====== PROVIDED DATA

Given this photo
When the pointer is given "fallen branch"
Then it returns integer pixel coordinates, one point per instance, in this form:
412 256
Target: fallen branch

============
====== PROVIDED DATA

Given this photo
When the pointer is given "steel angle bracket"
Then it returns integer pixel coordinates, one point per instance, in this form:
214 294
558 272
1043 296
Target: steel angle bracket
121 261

============

WHAT IS REQUIRED → Line count for "pointer": give the number of lines in the data above that include it, and nothing else.

RESPONSE AREA → 2